▸ REQUIREMENTS
Please copy each of the entries below word for word, keeping every line as it appears.

Rows from a dataset

•••

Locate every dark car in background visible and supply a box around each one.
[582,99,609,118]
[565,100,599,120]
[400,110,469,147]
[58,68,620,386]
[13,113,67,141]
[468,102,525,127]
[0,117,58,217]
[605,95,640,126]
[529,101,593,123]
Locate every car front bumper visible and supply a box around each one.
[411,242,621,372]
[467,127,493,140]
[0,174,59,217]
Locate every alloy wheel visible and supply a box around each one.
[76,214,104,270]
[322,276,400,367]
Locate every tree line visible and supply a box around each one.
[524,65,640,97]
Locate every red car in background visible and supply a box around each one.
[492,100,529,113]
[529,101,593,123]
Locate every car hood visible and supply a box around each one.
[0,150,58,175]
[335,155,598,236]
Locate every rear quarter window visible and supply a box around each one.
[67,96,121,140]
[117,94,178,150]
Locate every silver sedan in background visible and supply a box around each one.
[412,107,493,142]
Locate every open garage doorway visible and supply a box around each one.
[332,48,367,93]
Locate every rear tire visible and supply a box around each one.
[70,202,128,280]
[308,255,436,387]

•••

▸ IN RESPONSE
Locate every dark car in background visible and supply a box around each one.
[582,99,609,118]
[565,100,599,120]
[400,110,469,147]
[58,68,620,386]
[13,113,67,141]
[468,102,525,127]
[0,117,58,217]
[605,95,640,126]
[529,101,593,123]
Locate every car front bumper visible and supply a box around each one.
[411,242,621,372]
[467,127,493,140]
[0,174,59,217]
Locate every alloy wheel visible and supply a box around each one.
[76,214,104,270]
[322,276,400,367]
Locate every tree line visible and supply a box around each one.
[524,65,640,97]
Locate every red car in background visible and supply a box around each one.
[492,100,529,113]
[529,101,593,123]
Locate every car hood visible and supply a box around each one.
[0,150,58,175]
[335,155,598,236]
Locate every rear quarter window visible and supply a box around each one.
[67,96,121,140]
[117,94,178,150]
Locate every silver sedan in background visible and supply a box around each one.
[412,107,493,142]
Locate every open garage doorway visible and supply a box around each one.
[332,48,367,93]
Locate every rear tire visible and supply a box around each one.
[70,202,128,280]
[308,255,436,387]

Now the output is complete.